(Passage to read Opens)

Is the Great Resignation a Cry for Control?

The Great Resignation has been blamed on countless culprits:

  • Early studies suggested that employers simply leaned too far into transactional elements of work like pay, and missed the relational elements that employees really value, such as feeling valued and seen at work.
  • Other studies have suggested that the “return to office” efforts that began once COVID restrictions started to lift have driven employees away to organizations with more flexible arrangements.
  • Some suggest this is the result of bad managers whom workers have simply lost patience for, especially after COVID opened their eyes to the fact that our days are not guaranteed.

In reality, there isn’t one single element that workers are using to judge their employment and whether or not to resign.  Instead, it’s a combination of factors that indicate workers today are looking for more control over their lives, a big portion of which includes their work.  

Here’s what organizations need to be paying attention to if they’re going to retain and attract talent in the new normal:

  1. Fit.  People want to feel like they belong (think DEIB), so as they evaluate their current job situation they’re thinking about how fulfilled they are working at the organization and thinking about their own fit inside the organization.  Organizations looking to retain their top talent are paying attention to this and good leaders are asking their people everyday how they’re doing or feeling and looking for ways to ensure those around them feel like they belong.
  1. Flexibility.  This is one of the most common requirements of workers today.  They want more control over when, where and how they work.  Some of this stems from wanting the ability to both live a full life and do great work, which means pushing back against cultures that push for people to sacrifice life for the sake of the business. The most visible example of this is the front-line hourly workers you encounter every day in your grocery store, restaurant, or retail store.  The shift to remote work amplified this need for the professional office staff in new and unexpected ways.
  1. Future.  People want to know that this stop on their journey will lead them to something else, whether that’s within the organization or beyond.  That’s why it’s critical for leaders to understand what drives their people and where they want to go.  It’s even more important for leaders to acknowledge and accept that someone’s next stop may not be this organization, so they can support that person, get the most of them while they’re there, and end the working relationship with an ongoing advocate and consumer of the brand.

In the end, it’s about creating a relationship that’s mutually beneficial.  By giving workers more control over their work and their future, organizations get people that are more engaged and less likely to leave.  It’s a win-win and it’s the best way to move beyond the Great Resignation.

(Passage to read Closes)

## Aim of the task
In the article on the Great Resignation, quote the passage that begins at the words "1. Future.  People" and ends after "of the brand.". Rely solely on the text above and nothing else.

(Dataset extract Opens)

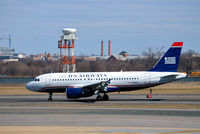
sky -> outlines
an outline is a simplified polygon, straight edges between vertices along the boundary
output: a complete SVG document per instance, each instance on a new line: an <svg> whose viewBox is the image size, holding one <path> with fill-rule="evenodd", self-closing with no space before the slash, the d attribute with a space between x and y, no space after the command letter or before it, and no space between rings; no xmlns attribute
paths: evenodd
<svg viewBox="0 0 200 134"><path fill-rule="evenodd" d="M17 53L59 53L63 28L77 29L76 55L100 55L101 40L106 55L108 40L112 54L165 51L174 41L200 52L200 1L0 0L0 38L10 34Z"/></svg>

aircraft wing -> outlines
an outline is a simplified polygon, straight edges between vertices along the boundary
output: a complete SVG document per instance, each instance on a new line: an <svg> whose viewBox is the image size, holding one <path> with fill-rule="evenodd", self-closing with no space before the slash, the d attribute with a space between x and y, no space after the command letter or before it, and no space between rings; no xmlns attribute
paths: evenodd
<svg viewBox="0 0 200 134"><path fill-rule="evenodd" d="M178 75L172 74L172 75L163 76L160 78L160 82L165 82L165 81L170 81L170 80L173 81L176 79L176 76Z"/></svg>
<svg viewBox="0 0 200 134"><path fill-rule="evenodd" d="M105 92L107 92L107 87L108 87L109 84L110 84L110 80L101 81L101 82L92 83L92 84L89 84L89 85L84 85L83 88L85 88L87 90L94 91L95 94L105 93Z"/></svg>

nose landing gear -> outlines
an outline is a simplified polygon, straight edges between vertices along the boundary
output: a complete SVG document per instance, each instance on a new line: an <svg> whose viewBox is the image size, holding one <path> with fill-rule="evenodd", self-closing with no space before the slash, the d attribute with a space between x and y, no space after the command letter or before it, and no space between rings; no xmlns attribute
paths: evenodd
<svg viewBox="0 0 200 134"><path fill-rule="evenodd" d="M151 99L151 98L152 98L152 89L151 89L151 88L150 88L149 92L150 92L150 93L147 94L147 98L148 98L148 99Z"/></svg>
<svg viewBox="0 0 200 134"><path fill-rule="evenodd" d="M106 93L104 93L103 96L101 96L101 95L99 94L99 95L97 95L96 100L97 100L97 101L102 101L102 100L107 101L107 100L109 100L109 96L108 96Z"/></svg>
<svg viewBox="0 0 200 134"><path fill-rule="evenodd" d="M53 95L53 93L52 92L50 92L49 93L49 98L48 98L48 101L52 101L53 99L52 99L52 95Z"/></svg>

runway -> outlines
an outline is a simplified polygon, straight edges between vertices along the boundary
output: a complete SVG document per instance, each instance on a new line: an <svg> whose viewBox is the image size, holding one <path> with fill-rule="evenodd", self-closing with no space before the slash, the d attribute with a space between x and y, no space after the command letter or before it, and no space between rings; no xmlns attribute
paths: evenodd
<svg viewBox="0 0 200 134"><path fill-rule="evenodd" d="M67 100L63 94L48 102L45 94L0 95L0 133L33 128L46 133L200 133L200 95L145 97Z"/></svg>

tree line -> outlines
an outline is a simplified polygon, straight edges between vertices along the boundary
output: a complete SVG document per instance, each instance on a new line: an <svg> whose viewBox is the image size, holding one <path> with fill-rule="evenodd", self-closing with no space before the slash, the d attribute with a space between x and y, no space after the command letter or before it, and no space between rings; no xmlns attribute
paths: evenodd
<svg viewBox="0 0 200 134"><path fill-rule="evenodd" d="M189 50L182 53L178 71L187 72L200 71L200 57L196 52ZM76 61L76 72L104 72L104 71L145 71L150 70L159 60L162 54L149 49L145 52L145 58L133 60L97 60L97 61ZM44 73L58 72L58 61L27 61L27 62L0 62L0 75L14 77L35 77Z"/></svg>

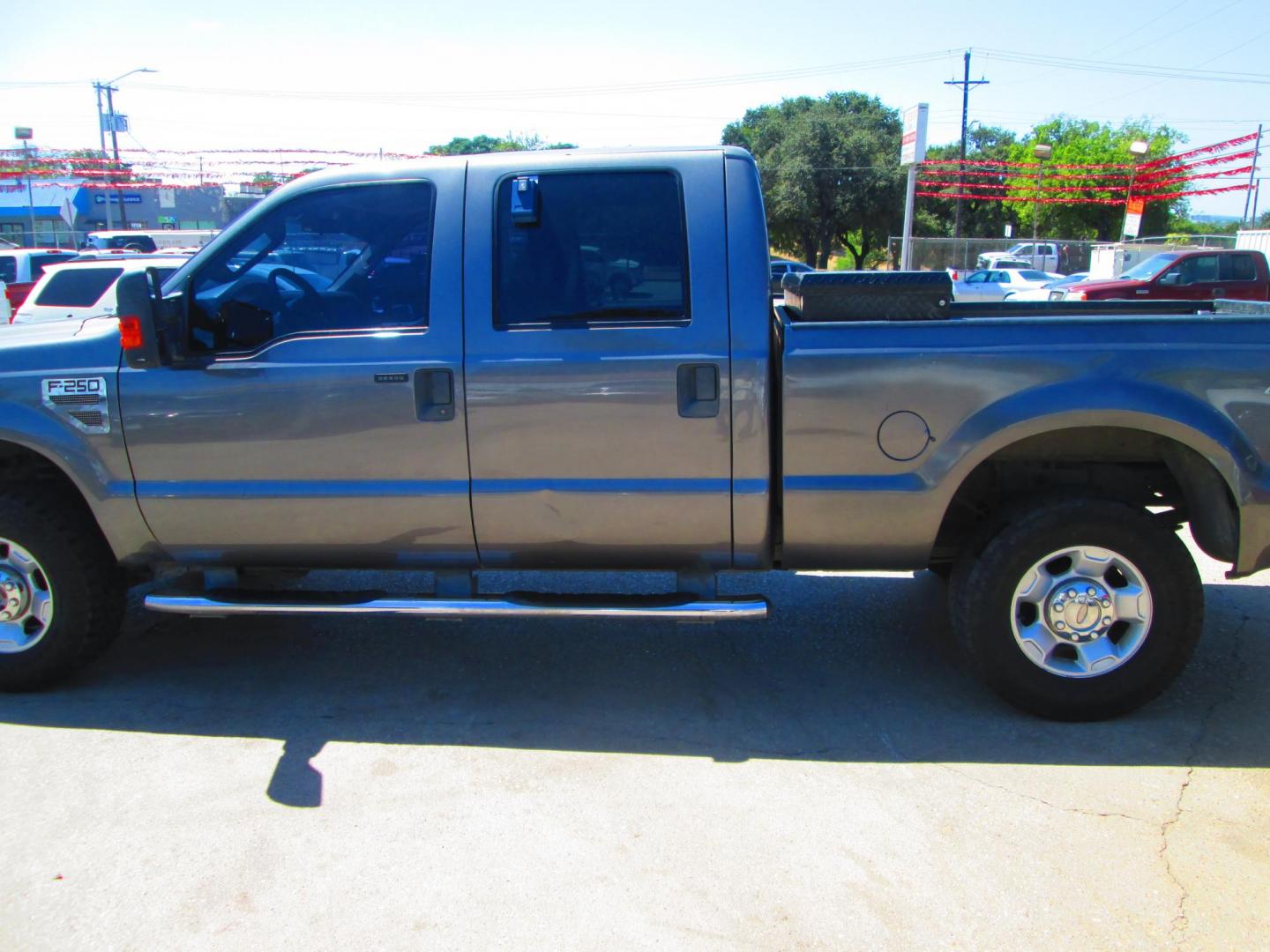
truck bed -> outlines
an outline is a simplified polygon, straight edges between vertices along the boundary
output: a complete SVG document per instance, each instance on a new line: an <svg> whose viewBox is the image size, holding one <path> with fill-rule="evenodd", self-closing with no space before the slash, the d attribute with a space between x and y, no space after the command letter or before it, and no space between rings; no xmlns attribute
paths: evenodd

(Dataset extract Closes)

## Output below
1. Future.  People want to know that this stop on their journey will lead them to something else, whether that’s within the organization or beyond.  That’s why it’s critical for leaders to understand what drives their people and where they want to go.  It’s even more important for leaders to acknowledge and accept that someone’s next stop may not be this organization, so they can support that person, get the most of them while they’re there, and end the working relationship with an ongoing advocate and consumer of the brand.